* [Given task] Reproduce everything from the start of the records down to and including the line that contains "M182 516L122 384L261". Leave the pictures out of your copy.

** Start Source records **

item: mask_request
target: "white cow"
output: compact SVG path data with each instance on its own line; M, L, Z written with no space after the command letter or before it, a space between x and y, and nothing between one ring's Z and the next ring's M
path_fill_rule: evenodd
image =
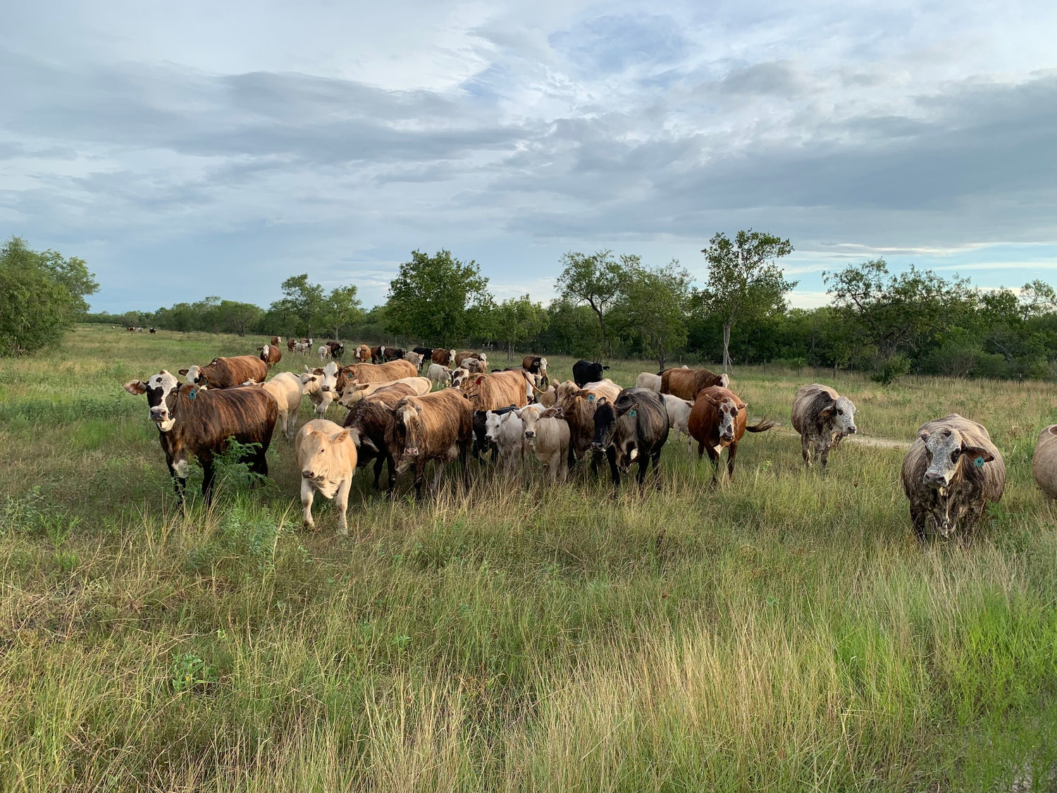
M297 467L301 469L301 504L304 525L312 531L312 500L316 493L337 504L337 532L349 533L346 513L349 487L356 473L356 444L349 430L326 419L313 419L297 434Z

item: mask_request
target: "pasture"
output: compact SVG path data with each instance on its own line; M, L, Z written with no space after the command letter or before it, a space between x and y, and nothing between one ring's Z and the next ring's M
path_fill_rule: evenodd
M182 516L122 384L261 342L84 326L0 361L0 789L1052 789L1057 510L1031 455L1053 386L736 370L749 421L783 425L730 484L674 435L662 487L616 501L582 466L471 462L464 494L456 463L421 505L360 469L348 537L322 500L301 529L277 434L264 486L227 466L206 511L192 478ZM826 475L789 426L815 380L874 441ZM900 442L951 411L1008 484L970 541L922 546Z

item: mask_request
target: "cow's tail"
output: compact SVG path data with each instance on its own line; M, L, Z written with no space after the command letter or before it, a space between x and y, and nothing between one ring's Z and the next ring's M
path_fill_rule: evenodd
M749 424L745 429L749 432L766 432L768 429L774 429L777 426L781 426L779 422L772 421L771 419L764 419L756 424Z

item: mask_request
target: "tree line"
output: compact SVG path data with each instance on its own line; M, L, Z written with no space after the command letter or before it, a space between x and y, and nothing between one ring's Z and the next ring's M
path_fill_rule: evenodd
M11 268L12 261L32 260L32 278L49 289L67 283L80 305L70 298L63 329L80 318L240 335L495 345L508 353L641 357L655 361L659 370L684 362L724 370L775 363L857 369L882 383L908 372L1057 380L1057 293L1044 281L984 290L916 266L891 273L884 259L874 259L823 274L830 305L792 309L785 295L796 281L780 266L792 251L789 240L753 229L717 234L702 250L707 276L701 284L678 260L650 265L608 250L571 251L548 306L527 294L497 301L480 265L449 251L412 252L386 301L370 310L354 284L328 292L300 274L282 282L282 296L266 309L206 297L154 312L85 314L84 296L97 288L85 263L29 251L18 238L0 254L0 277L25 270ZM6 281L2 287L8 300ZM24 332L17 346L8 337L0 339L6 354L36 349Z

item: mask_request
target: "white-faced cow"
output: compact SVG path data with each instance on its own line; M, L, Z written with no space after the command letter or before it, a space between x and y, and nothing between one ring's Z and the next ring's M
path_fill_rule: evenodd
M830 450L855 427L855 405L835 389L813 383L801 386L793 399L793 429L800 434L803 462L811 465L814 451L822 468L830 460Z
M234 438L254 444L249 469L267 476L267 447L279 416L275 399L258 386L212 389L181 385L164 369L146 382L129 381L125 390L147 394L150 420L157 427L157 441L172 477L172 485L184 501L191 460L202 465L202 496L212 500L214 458L225 451Z
M982 424L951 413L927 421L903 460L903 492L922 539L971 528L988 502L1002 498L1005 462Z

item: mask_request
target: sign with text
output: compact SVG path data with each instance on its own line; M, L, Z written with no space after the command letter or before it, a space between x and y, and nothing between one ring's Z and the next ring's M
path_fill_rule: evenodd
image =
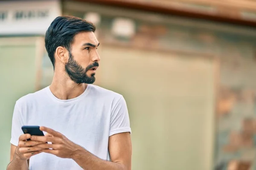
M0 1L0 35L44 35L61 15L58 0Z

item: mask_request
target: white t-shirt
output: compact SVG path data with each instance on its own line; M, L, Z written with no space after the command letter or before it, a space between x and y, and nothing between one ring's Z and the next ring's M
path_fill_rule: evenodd
M49 87L25 96L16 103L11 143L17 146L23 125L44 126L58 131L75 143L104 160L109 160L110 136L131 132L125 101L122 96L88 85L79 96L61 100ZM32 156L31 170L81 170L73 159L47 153Z

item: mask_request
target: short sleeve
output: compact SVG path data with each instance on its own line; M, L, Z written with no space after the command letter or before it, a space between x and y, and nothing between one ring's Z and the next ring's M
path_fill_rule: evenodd
M122 96L112 109L109 136L123 132L131 131L126 102Z
M22 122L21 121L20 112L17 105L17 103L14 107L14 110L12 116L12 135L10 142L12 144L17 146L19 143L19 138L23 134L21 130Z

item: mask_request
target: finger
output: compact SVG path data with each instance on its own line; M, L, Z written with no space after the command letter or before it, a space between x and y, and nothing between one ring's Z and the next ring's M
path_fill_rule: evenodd
M61 148L61 145L60 144L38 144L35 147L41 148L42 149L52 148L53 149L56 150L60 149Z
M26 141L26 140L30 138L31 136L31 135L30 135L30 134L23 134L20 136L20 137L19 138L19 141Z
M30 152L24 153L23 155L25 158L26 158L27 159L29 159L31 156L35 155L37 155L41 153L41 152L39 152L38 151Z
M52 138L53 138L54 137L53 135L52 135L52 134L50 134L49 133L46 133L45 134L45 136L48 136L48 137L51 137Z
M44 143L50 142L52 143L59 143L61 142L61 139L58 137L51 137L42 136L32 136L30 139L32 141L39 141Z
M34 146L37 144L41 144L44 143L41 142L40 141L19 141L18 146L19 147L26 147L29 146Z
M51 149L43 149L42 150L40 150L39 151L40 152L44 152L45 153L51 153L53 155L57 155L59 153L59 151L58 150L54 150Z
M28 152L31 152L41 150L42 149L42 148L35 147L23 147L19 148L19 152L21 153L25 153Z
M41 126L40 127L40 130L41 130L41 131L44 131L45 132L49 133L55 136L62 136L62 134L60 133L55 131L54 130L50 128L45 127L44 126Z

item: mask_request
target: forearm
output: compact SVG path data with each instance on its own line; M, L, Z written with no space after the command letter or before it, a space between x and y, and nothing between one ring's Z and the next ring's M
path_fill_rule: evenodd
M29 167L26 160L20 159L15 153L12 161L8 164L6 170L28 170Z
M121 163L102 160L81 147L72 159L84 170L128 170Z

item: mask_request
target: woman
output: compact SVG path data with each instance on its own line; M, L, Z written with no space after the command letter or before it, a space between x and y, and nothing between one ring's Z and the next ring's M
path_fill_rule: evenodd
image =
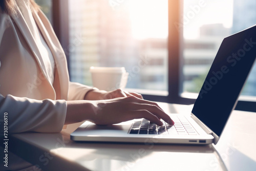
M110 124L145 118L161 125L162 118L174 123L140 95L69 81L64 52L33 0L1 0L0 7L0 124L7 114L8 134L59 132L64 124L86 120ZM4 169L29 166L9 155L15 164Z
M0 113L8 113L9 133L58 132L84 120L111 124L145 118L161 125L162 118L173 124L140 95L69 81L62 48L33 0L0 5Z

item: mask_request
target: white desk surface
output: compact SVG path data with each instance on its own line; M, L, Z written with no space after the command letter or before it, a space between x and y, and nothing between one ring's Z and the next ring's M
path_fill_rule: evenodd
M159 104L175 113L192 108ZM217 145L77 143L70 138L74 126L58 134L14 135L11 148L45 171L256 170L255 122L256 113L233 112Z

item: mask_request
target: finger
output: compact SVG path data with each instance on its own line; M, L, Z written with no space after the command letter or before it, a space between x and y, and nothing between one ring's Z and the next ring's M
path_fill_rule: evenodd
M132 119L145 118L158 125L161 126L163 125L162 121L160 120L157 117L147 110L142 110L134 111L130 116L132 117Z
M144 103L144 104L151 104L151 105L156 105L157 106L158 106L159 109L160 109L163 112L164 112L164 111L163 110L163 109L162 108L160 108L160 106L159 106L159 105L158 105L158 104L157 104L157 103L155 102L153 102L153 101L148 101L148 100L144 100L144 99L140 99L139 98L133 98L132 97L134 97L134 96L130 96L129 97L129 98L127 98L127 102L128 101L130 101L130 102L136 102L137 103L141 103L141 104L143 104L143 103Z
M154 114L158 118L162 118L164 121L171 125L174 124L174 122L170 117L159 107L155 105L148 104L133 103L130 107L134 110L145 110Z
M111 99L119 97L126 97L127 95L121 89L117 89L106 93L105 95L105 99Z
M135 93L135 92L127 92L126 91L124 91L124 93L127 93L127 94L130 95L130 96L135 96L136 97L138 97L138 98L140 98L141 99L143 99L142 96L141 94L138 94L137 93Z

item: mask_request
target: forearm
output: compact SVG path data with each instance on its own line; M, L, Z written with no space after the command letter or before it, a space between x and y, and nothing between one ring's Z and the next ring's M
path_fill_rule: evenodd
M92 101L72 100L67 101L65 124L84 120L93 120L96 106Z

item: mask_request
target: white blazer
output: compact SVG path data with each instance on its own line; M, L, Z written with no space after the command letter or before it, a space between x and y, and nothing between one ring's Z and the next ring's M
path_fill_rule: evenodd
M24 4L54 57L54 81L52 84L20 10L9 16L0 10L0 124L5 113L9 133L58 132L63 126L66 100L82 100L93 88L69 81L65 54L51 24L41 10Z

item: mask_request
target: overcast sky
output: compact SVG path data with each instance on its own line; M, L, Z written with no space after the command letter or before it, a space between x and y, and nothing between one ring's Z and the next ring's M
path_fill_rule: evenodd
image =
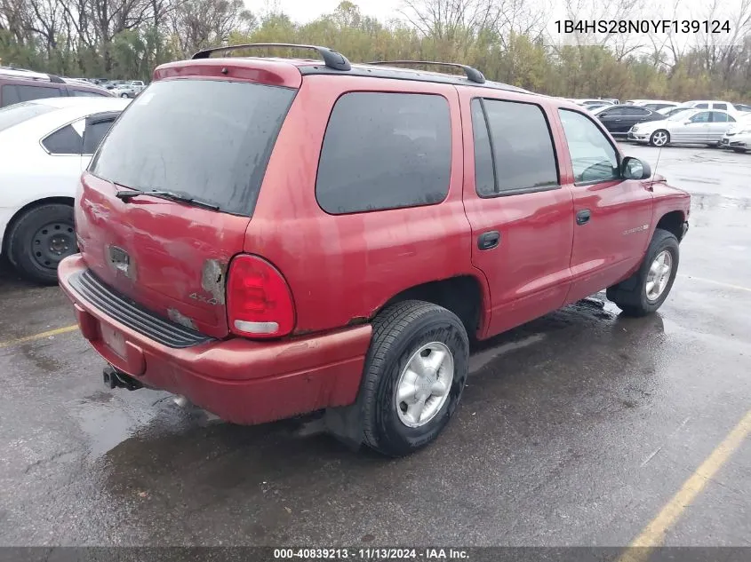
M401 18L398 9L403 5L402 0L351 0L360 7L360 12L364 15L374 16L381 21L387 21L393 18ZM556 34L556 27L554 23L556 20L566 19L565 3L567 0L527 0L529 4L543 3L547 9L547 33L553 43L571 40L571 36L563 36ZM711 6L715 0L642 0L644 10L641 13L620 12L616 15L613 8L619 4L622 0L568 0L573 5L580 6L578 13L580 19L610 19L618 18L622 20L636 19L675 19L675 20L703 20L710 16ZM311 21L319 16L331 13L339 5L340 0L244 0L245 5L257 14L269 12L269 7L276 6L288 14L292 20L305 23ZM677 11L674 12L673 5L677 2ZM714 14L713 19L723 20L730 18L731 20L737 18L739 7L744 0L717 0L719 9ZM583 14L587 14L586 16ZM734 30L733 30L734 31ZM723 39L724 38L722 37ZM678 44L692 43L697 40L695 36L684 35L675 37ZM715 36L715 41L721 39ZM643 36L629 36L629 44L634 43L639 44L649 43ZM722 41L717 41L721 43Z
M375 16L379 20L386 20L396 16L396 11L401 6L402 0L352 0L360 7L360 11L370 16ZM618 0L571 0L572 4L580 4L582 6L595 5L600 8L600 13L593 13L588 10L582 10L583 13L589 13L588 17L601 16L607 17L610 10L606 7L611 2L617 3ZM648 12L641 14L642 17L659 19L663 16L668 17L672 12L672 5L675 0L662 0L657 2L644 0L648 6ZM733 12L733 8L740 5L743 0L720 0L723 6L723 12ZM324 13L331 13L339 5L340 0L245 0L245 5L256 13L262 13L268 5L275 4L289 14L293 20L307 22L315 20ZM554 21L565 16L565 0L528 0L529 3L542 2L550 9L549 20ZM707 12L713 0L679 0L677 19L701 17L702 12ZM661 7L660 7L661 6ZM664 12L663 12L664 11ZM626 17L635 17L637 14L628 14ZM584 17L581 15L580 17Z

** End Source records **

* [Correct answer]
item: mask_request
target: "white cow"
output: compact SVG path data with each instance on its own line; M, L, Z written with no space after the command letter or before it, a space between x and y, and nothing between one ring's Z and the next ring's M
path_fill_rule: evenodd
image =
M297 467L301 469L301 504L304 525L312 531L312 500L316 493L337 504L337 532L349 533L346 513L349 487L356 473L356 444L349 430L326 419L313 419L297 434Z

item: mask_request
target: "pasture"
output: compact SVG path data with each instance on its own line; M, L, Z written with no space after the command letter or before it, a space between x and y, and nothing between one ring's Z and the next ring's M
path_fill_rule: evenodd
M182 516L122 384L261 342L84 326L0 361L0 789L1052 789L1057 510L1031 455L1053 386L736 370L749 421L783 425L730 484L674 435L662 487L616 501L582 466L471 462L464 494L456 463L421 505L360 469L348 537L322 500L301 529L277 434L264 486L227 466L206 511L192 478ZM826 475L789 426L815 380L874 441ZM900 442L951 411L1008 484L970 541L922 546Z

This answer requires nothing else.